**BRIEF 1**:
Answer these questions from the post on Labor's election losses, each on its own line:
(a) Who led the LNP team in the Brisbane City Council election?
(b) Which by-election did Jackie Trad come close to losing?
(c) In which two states does the post say Labor has a realistic expectation of winning the next state election?
**BRIEF 2**:
According to the post on Labor's election losses, why is the theory that voters might snap back to Labor no longer credible? Explain in one to three sentences.
**BRIEF 3**:
Write a continuation of the post on Labor's election losses, starting after its final sentence.

**TEXT SECTION**:
════════
April 30, 2012 | Nick

A change is gonna come



On the weekend, Graham Quirk led the LNP team to a massive victory in the Brisbane City Council with a significant swing to the LNP. At the same time, Jackie Trad came very close to losing the South Brisbane by-election with a further swing to the LNP on top of the massive swing at the recent state election.

The results from those two elections destroy any theory that the electorate might snap back after giving Labor a kicking. There appears to have been a significant shift in voter loyalty.

There are only two states in Australia – South Australia and Victoria – where Labor has any realistic expectation that it might win the next state election. It is still behind in both of those states according to Newspoll, just not so disastrously far behind as it is everywhere else.

The Gillard Government is terminal. Those who think otherwise are kidding themselves. The results in Queensland and Brisbane make previously unthinkable results possible. There is a real possibility that the ALP is headed for something similar at the federal level. There is a real possibility that it will not hold a single seat in Western Australia or Queensland at the next federal election.
════════
**DATA EXTRACT**:

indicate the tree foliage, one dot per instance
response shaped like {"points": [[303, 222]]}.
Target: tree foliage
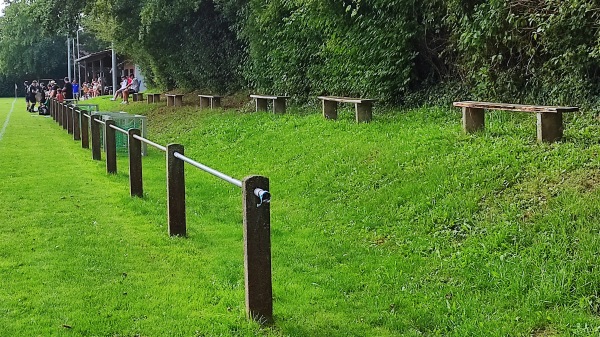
{"points": [[523, 50], [24, 51]]}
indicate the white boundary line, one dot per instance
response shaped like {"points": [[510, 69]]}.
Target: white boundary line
{"points": [[7, 119]]}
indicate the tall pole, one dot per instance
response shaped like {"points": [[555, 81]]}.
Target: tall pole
{"points": [[78, 56], [74, 58], [114, 65], [69, 56]]}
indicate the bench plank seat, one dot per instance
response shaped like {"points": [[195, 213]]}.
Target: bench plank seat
{"points": [[363, 107], [174, 99], [549, 118], [279, 105], [138, 96], [212, 101], [516, 107]]}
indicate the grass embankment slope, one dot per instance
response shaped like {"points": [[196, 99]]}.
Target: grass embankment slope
{"points": [[404, 226]]}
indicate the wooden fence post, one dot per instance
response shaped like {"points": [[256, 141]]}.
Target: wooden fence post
{"points": [[70, 111], [257, 250], [65, 116], [85, 130], [110, 143], [135, 164], [176, 191], [59, 110], [95, 128], [76, 121]]}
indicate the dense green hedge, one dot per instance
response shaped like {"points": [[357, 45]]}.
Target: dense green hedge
{"points": [[544, 52]]}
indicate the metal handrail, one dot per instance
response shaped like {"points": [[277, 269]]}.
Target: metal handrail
{"points": [[205, 168], [119, 129], [144, 140]]}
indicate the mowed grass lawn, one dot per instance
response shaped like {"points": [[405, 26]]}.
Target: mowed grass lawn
{"points": [[400, 227]]}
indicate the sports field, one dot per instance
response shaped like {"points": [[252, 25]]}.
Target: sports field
{"points": [[400, 227]]}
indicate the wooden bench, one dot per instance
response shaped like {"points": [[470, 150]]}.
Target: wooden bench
{"points": [[174, 99], [549, 118], [152, 98], [278, 102], [363, 107], [211, 101], [138, 97]]}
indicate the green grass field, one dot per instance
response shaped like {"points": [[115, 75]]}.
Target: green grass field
{"points": [[400, 227]]}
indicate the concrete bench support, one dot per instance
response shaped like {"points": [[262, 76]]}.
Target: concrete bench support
{"points": [[549, 118], [153, 98]]}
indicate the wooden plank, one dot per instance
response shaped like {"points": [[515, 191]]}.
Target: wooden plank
{"points": [[345, 99], [268, 96], [515, 107]]}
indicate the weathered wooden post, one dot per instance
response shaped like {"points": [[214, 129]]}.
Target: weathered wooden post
{"points": [[59, 115], [76, 121], [70, 119], [65, 114], [364, 111], [257, 249], [135, 164], [549, 127], [176, 191], [110, 143], [473, 119], [329, 109], [85, 130], [95, 128], [279, 105], [261, 104]]}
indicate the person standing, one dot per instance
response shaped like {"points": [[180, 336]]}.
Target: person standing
{"points": [[33, 90], [132, 88]]}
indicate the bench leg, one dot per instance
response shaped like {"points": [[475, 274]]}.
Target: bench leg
{"points": [[549, 127], [329, 109], [279, 105], [364, 112], [261, 104], [215, 103], [473, 119], [204, 102]]}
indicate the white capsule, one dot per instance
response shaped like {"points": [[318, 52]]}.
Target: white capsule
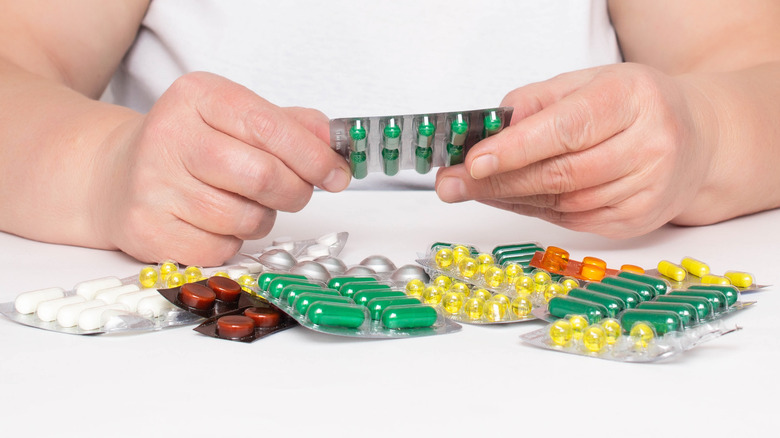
════════
**EXERCISE OUTPUT 1**:
(a) Graham Quirk
(b) The South Brisbane by-election
(c) South Australia and Victoria

**EXERCISE OUTPUT 2**:
The LNP won the Brisbane City Council election by a large margin with a significant swing. In the South Brisbane by-election it gained a further swing on top of the one at the recent state election. Together these results point to a significant shift in voter loyalty rather than a temporary protest.

**EXERCISE OUTPUT 3**:
So what’s next? If the Labor Party is wiped out at the federal election as seems likely, it will have major structural problems. It won’t be able to raise money because no one will seriously entertain the possibility that they will be in government any time soon. They will not have the infrastructure that comes from having a critical mass of elected officials.

That lack of infrastructure will put the Labor Party in an historically weak position. It has been in a similarly weak position, but not in competition with another serious left-wing force. Now the Greens are devouring the Labor Party from the left and represent serious competition for the left wing vote.

So, before long, the opposition to the Coalition, now increasingly identified by the Queensland moniker “LNP”, will consist of the of two parties, the ALP and the Greens, neither with the wherewithal or the popular acceptance to make a go of things alone.

Where does all that lead? My guess is that within this decade, we will see the left have its equivalent of Menzies’ 1944 conference that saw formation of the Liberal Party. It’s at least a couple of elections away, I think. The Greens will not be able to accept for a while yet that there dreams of governing in their own right will not come true. The Labor Party has a lot of baggage of which it must let go before it could subscribe to it.

What will be necessary (and what I think likely) is a couple of big drubbings in a row at the federal level, and continued bad results in Queensland, New South Wales and Western Australia. After that, the left will not be able to bear things any longer. They won’t be able to bear what I suspect will be an extended Abbott supremacy. That is when the re-alignment is likely to happen.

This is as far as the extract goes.